Coordinate annotation entries:
---*---

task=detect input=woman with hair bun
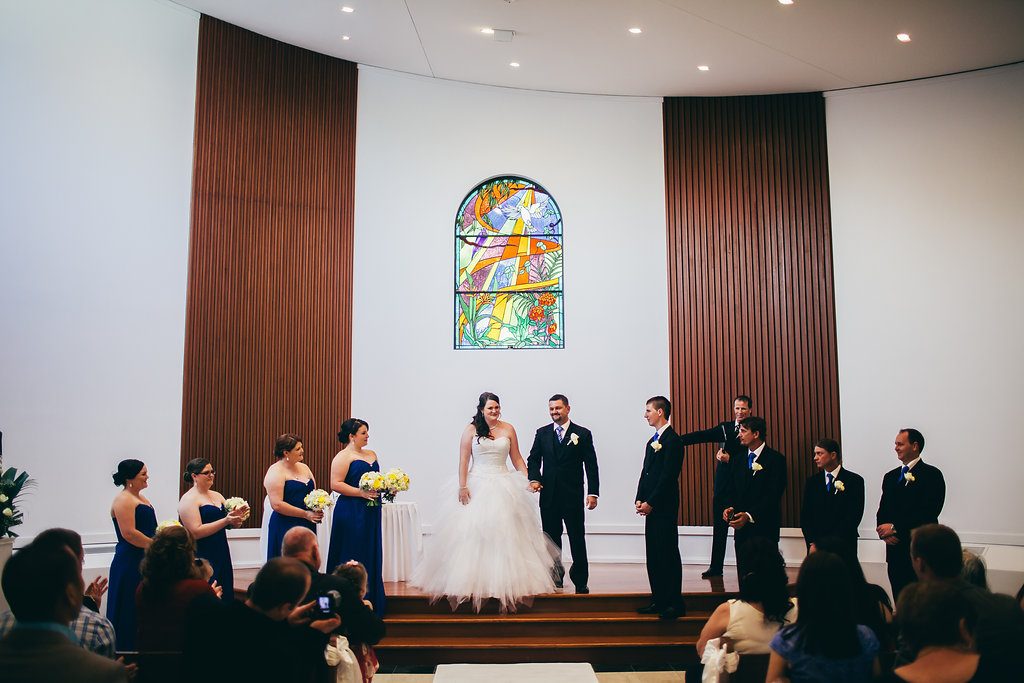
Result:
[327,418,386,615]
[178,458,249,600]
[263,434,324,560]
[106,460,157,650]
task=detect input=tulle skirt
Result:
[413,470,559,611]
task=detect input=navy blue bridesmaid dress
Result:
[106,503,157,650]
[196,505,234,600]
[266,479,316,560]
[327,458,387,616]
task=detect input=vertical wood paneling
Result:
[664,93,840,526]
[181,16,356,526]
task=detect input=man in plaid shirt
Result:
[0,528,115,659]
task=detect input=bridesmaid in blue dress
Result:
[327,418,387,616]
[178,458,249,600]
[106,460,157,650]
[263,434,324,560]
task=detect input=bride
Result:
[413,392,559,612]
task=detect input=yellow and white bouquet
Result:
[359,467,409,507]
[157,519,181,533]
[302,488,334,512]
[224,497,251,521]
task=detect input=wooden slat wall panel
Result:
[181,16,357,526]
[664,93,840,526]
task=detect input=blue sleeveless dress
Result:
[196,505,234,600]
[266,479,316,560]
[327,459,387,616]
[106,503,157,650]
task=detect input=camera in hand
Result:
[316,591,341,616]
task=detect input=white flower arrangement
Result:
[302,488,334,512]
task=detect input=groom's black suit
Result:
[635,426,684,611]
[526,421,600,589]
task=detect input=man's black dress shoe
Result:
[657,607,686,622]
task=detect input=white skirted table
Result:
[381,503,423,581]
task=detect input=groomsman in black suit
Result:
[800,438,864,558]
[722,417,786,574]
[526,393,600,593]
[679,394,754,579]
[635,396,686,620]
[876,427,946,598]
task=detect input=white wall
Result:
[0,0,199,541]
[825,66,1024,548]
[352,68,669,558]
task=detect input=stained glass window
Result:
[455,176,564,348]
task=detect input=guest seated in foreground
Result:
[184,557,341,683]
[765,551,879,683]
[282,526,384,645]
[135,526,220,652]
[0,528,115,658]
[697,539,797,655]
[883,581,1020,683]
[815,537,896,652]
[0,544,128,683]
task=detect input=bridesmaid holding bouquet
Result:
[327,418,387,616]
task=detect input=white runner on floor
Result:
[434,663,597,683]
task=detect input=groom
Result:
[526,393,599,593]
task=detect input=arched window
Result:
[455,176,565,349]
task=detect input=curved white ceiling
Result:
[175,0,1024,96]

---*---

▶ **WRITTEN PROBLEM**
Return each line above that contains the word "bridesmaid". Case must match.

▶ **EXERCISE SOLUTION**
task=detect input=navy blue bridesmaid dress
task=detect input=bridesmaid in blue dress
task=detect input=bridesmaid holding bouquet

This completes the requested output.